▶ [Source extract]:
LONDON (Reuters) - More than three-quarters of British have applied for the government’s emergency — and hugely expensive — job retention scheme to help them through the coronavirus lockdown, according to an official survey.
Seventy-six percent of the companies which responded to April 20-May 3 survey said they had applied, the Office for National Statistics said, up from 66% in the previous fortnightly survey by the Office for National Statistics.
The Coronavirus Job Retention Scheme, under which the state pays 80% of the wages of workers who are temporarily laid off, is the centrepiece of Britain’s attempts to prevent an expected doubling of the unemployment rate from shooting even higher.
Finance minister Rishi Sunak said on Tuesday the programme was costing about 8 billion pounds ($9.8 billion) a month - about two-thirds of the cost of running England’s health service - as he extended it until the end of October.
He also said companies would have to contribute to its costs from August.
The ONS said 22% of businesses which responded to its survey had temporarily paused trading, a slightly lower proportion than previously, but less than 1% had closed permanently.
Official figures on Wednesday showed Britain’s economy shrank by a record 6% in March, when a widespread lockdown began towards the end of the month.
The Bank of England has said it is plausible the economy will contract by 25% in the three months to June, before starting to recover.
Forty-four percent of firms in Thursday’s survey said their cash reserves would last less than six months.
Sixty-one percent said turnover was lower since the lockdown began and 25% said turnover had fallen by more than 50%. But 32% reported their turnover was within the normal range.
The ONS said just over 5,000 firms responded to its survey, or about a quarter of total it contacted, and its estimates should be treated with caution when used to evaluate the impact of the coronavirus across the economy.

Region pointing data

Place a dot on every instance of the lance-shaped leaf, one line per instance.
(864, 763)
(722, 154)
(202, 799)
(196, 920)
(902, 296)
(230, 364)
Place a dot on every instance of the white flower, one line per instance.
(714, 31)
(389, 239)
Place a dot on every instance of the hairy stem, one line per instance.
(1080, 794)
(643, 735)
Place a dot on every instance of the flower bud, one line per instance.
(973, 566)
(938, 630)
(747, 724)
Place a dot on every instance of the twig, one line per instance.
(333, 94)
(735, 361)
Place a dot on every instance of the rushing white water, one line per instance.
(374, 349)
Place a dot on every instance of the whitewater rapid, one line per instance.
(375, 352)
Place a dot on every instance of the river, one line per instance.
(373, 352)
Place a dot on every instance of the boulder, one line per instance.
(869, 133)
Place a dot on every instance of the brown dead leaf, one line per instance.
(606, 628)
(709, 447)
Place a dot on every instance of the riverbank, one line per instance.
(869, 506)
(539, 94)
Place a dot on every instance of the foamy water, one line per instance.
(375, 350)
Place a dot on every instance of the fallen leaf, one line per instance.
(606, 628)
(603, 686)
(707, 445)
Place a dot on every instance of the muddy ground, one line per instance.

▶ [Exercise goal]:
Do these statements agree with the news report on Britain's job retention scheme? For each one, answer yes or no and quote the words of the report that decide it.
1. Under the scheme, the state pays 80% of the wages of workers who are temporarily laid off.
2. Rishi Sunak extended the scheme until the end of December.
3. Fewer than 1% of the businesses that responded to the survey had closed permanently.

▶ [Solution]:
1. Yes: "under which the state pays 80% of the wages of workers who are temporarily laid off"
2. No: "as he extended it until the end of October"
3. Yes: "but less than 1% had closed permanently"